**Travail à faire:**
1) Répondez à ces questions d'après le passage sur Choisy et sa mère :
(a) À quel âge sa mère l'avait-elle eu ?
(b) Selon elle, quelle est la seule noblesse reconnue en France ?
(c) Que lui ordonna-t-elle quand il avoua ne pas être allé voir l'abbé de Bouillon ?
2) Poursuivez le passage sur Choisy et sa mère à la suite de sa dernière phrase.

**Texte affiché:**
▬▬▬

Ma mère, dit-il, avait tant de faiblesse pour moi, qu’elle était continuellement à m’ajuster. Elle m’avait eu à quarante ans passés ; et comme elle voulait absolument encore être belle, un enfant de huit à neuf ans qu’elle menait partout la faisait paraître encore jeune. On m’habillait en fille toutes les fois que le petit Monsieur (frère de Louis XIV) venait au logis, et il y venait au moins deux ou trois fois la semaine. J’avais les oreilles percées, des diamants, des mouches, et toutes les autres petites afféteries auxquelles on s’accoutume fort aisément, et dont on se défait fort difficilement.

En même temps qu’elle réussissait, sans trop de peine, à faire ainsi de son fils une petite-maîtresse, elle s’attachait à lui inculquer les principes et l’art du courtisan, et elle semble avoir réduit à ce point toute la morale :

Écoutez, mon fils, lui disait cette petite-fille amollie du chancelier de L’Hôpital, ne soyez point glorieux, et songez que vous n’êtes qu’un bourgeois… Apprenez de moi qu’en France on ne reconnaît de noblesse que celle d’épée… Or, mon fils, pour n’être point glorieux, ne voyez jamais que des gens de qualité. Allez passer l’après-dînée avec les petits de Lesdiguières, le marquis de Villeroi, le comte de Guiche, Louvigny : vous vous accoutumerez de bonne heure à la complaisance, et il vous en restera toute la vie un air de civilité qui vous fera aimer de tout le monde.

Tels étaient les préceptes de cette bonne mère, et desquels son fils nous assure ingénument avoir bien profité, car « il est arrivé, nous dit-il, qu’à la réserve de mes parents, qu’il faut bien voir malgré qu’on en ait, je ne vois pas un homme de robe. Il faut que je passe ma vie à la Cour avec mes amis, ou dans mon cabinet avec mes livres ». Ainsi, par principe, il ne va chercher des amis qu’à la Cour, et nulle part ailleurs ; la méthode est nouvelle. D’amitié, d’attachement véritable, Mme de Choisy n’en admettait pas qui ne fût à ce point de vue du courtisan et dans l’unique but du crédit et de la fortune. Un jour, le petit abbé (depuis cardinal) de Bouillon, le neveu de Turenne, avait eu querelle au collège avec l’abbé d’Harcourt ; cela fit bruit. Le lendemain, Mme   Choisy demanda à son fils s’il était allé rendre visite à l’abbé de Bouillon :

Je lui dis que non, nous raconte Choisy, et que l’abbé d’Harcourt était de mes amis. Elle me pensa manger : Comment, dit-elle, le neveu de M. de Turenne ! Courez vite chez lui, ou sortez de chez moi. C’était une maîtresse femme, qui voulait être obéie et qui faisait ma fortune.

▬▬▬

**Données enregistrées:**
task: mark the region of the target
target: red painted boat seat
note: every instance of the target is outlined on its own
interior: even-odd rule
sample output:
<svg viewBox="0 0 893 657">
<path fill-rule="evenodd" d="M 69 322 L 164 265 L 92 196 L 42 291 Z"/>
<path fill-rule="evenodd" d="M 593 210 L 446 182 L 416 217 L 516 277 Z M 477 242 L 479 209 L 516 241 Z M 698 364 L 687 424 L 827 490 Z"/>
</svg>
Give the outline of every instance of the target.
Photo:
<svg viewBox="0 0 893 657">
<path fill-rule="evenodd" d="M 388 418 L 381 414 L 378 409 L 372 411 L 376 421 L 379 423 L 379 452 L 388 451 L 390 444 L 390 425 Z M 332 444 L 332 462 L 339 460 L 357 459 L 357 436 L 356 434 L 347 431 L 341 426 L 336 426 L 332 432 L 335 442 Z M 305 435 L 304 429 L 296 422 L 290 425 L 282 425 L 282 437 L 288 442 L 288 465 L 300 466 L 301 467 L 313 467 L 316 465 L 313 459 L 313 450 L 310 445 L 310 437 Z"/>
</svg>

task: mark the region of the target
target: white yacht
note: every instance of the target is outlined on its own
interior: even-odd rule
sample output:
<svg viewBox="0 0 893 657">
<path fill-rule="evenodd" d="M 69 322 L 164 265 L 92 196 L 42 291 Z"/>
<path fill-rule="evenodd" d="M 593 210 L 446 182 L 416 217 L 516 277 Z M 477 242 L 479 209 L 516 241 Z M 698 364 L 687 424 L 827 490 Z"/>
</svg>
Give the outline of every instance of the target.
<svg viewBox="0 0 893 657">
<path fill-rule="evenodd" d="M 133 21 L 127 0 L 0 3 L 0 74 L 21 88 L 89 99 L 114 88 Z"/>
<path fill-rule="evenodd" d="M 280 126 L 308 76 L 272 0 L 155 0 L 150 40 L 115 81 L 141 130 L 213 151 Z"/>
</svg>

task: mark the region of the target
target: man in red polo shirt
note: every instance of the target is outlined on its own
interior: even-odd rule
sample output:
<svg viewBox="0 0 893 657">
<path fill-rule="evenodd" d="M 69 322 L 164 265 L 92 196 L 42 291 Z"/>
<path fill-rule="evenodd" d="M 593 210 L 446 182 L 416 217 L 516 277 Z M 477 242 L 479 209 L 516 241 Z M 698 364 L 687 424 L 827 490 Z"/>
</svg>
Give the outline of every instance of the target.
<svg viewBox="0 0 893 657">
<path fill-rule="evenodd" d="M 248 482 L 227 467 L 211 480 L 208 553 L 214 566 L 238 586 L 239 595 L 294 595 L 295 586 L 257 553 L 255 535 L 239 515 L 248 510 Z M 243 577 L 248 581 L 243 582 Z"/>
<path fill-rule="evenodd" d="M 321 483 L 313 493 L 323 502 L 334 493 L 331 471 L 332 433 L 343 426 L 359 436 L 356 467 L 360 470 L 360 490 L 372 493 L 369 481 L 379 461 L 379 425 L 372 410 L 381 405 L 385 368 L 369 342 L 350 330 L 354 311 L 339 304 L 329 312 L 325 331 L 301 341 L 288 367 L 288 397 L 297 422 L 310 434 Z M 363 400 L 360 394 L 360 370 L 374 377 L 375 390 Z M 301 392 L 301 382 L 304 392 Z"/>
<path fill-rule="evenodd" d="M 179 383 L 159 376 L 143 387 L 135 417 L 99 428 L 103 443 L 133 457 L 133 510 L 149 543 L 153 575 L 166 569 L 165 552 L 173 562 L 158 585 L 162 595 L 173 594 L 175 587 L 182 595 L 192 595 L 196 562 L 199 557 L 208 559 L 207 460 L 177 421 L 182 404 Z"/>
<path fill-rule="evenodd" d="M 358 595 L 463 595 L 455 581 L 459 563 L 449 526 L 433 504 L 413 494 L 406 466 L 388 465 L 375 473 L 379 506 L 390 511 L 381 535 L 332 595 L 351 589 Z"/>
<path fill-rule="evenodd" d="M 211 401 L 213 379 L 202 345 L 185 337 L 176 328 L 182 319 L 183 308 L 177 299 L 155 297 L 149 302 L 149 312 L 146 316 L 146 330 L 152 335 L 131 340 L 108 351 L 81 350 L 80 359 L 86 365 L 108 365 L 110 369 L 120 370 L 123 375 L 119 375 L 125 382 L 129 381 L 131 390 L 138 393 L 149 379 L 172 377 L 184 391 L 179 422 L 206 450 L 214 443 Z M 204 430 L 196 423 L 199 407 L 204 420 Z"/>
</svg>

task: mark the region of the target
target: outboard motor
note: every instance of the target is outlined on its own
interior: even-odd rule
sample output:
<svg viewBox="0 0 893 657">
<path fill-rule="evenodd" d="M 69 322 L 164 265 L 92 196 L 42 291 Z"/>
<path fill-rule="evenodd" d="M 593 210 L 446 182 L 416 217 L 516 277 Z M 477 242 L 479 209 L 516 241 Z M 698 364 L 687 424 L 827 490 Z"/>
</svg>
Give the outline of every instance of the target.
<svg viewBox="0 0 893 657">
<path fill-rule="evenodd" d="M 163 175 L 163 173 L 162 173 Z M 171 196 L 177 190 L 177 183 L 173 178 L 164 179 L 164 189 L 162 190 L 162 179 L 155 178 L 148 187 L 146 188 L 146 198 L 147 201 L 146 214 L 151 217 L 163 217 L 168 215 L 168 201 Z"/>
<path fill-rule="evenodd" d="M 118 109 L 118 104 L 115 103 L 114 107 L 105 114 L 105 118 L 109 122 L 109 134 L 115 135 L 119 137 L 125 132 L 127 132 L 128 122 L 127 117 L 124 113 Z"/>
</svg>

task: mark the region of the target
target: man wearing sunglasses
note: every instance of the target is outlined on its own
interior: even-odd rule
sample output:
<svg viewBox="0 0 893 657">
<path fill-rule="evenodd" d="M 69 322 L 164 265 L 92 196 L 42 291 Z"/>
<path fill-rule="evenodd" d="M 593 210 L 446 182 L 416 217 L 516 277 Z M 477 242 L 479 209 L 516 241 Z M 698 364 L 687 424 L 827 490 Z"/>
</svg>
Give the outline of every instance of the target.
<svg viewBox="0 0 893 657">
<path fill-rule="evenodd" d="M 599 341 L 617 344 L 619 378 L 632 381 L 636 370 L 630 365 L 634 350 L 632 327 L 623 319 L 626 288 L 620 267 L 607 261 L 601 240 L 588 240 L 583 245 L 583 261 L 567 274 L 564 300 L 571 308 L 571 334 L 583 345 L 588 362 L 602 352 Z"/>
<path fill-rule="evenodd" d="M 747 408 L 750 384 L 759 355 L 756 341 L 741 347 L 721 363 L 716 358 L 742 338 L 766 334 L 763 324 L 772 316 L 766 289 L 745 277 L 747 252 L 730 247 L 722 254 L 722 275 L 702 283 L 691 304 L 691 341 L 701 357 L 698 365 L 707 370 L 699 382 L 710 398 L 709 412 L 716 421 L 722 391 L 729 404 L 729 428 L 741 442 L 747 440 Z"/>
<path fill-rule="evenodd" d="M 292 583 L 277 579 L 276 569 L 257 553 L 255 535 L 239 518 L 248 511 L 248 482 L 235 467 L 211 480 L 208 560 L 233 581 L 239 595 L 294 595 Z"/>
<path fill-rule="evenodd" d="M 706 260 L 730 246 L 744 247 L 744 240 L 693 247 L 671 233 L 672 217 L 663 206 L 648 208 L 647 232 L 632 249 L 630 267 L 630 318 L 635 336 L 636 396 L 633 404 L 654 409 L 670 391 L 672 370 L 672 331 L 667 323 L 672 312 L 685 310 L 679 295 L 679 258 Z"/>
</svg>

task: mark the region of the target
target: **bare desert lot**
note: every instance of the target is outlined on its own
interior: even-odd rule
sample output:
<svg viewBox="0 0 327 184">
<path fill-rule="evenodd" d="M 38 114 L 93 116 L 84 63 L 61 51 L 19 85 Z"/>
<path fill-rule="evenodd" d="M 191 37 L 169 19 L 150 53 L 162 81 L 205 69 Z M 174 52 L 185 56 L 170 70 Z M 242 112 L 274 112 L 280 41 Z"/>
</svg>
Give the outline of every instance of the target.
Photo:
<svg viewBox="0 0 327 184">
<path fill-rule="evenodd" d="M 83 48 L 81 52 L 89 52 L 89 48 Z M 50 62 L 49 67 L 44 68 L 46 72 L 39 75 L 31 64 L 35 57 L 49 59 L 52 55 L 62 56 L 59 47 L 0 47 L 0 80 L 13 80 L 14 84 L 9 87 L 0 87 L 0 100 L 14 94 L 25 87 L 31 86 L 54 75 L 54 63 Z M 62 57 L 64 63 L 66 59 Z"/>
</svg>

▬▬▬

**Les résultats:**
1)
(a) À quarante ans passés.
(b) La noblesse d'épée.
(c) « Courez vite chez lui, ou sortez de chez moi. »

2)
Choisy, comme on voit, ne sait pas cacher son admiration pour tant de sagesse. C’est ainsi qu’elle le morigénait dès l’enfance et lui enseignait le code de l’honneur du courtisan. Une autre recommandation de cette vertueuse mère, et qu’elle ramenait souvent, était de ne point s’attacher, en définitive, aux princes ou membres de la famille royale, mais au roi seul : « Attachez-vous, mon fils, non aux branches, mais au tronc de l’arbre. » Hors de là, point de salut. L’abbé de Choisy fut de tout temps fidèle à ces articles du catéchisme de sa mère, et on le vit jusqu’à la fin idolâtre du roi, courtisan jusqu’à l’indiscrétion, d’ailleurs un modèle de complaisance et de civilité avec tous, et meilleur homme au fond, plus fidèle à ses amis dans la disgrâce qu’on n’eût pu l’attendre d’une pareille discipline.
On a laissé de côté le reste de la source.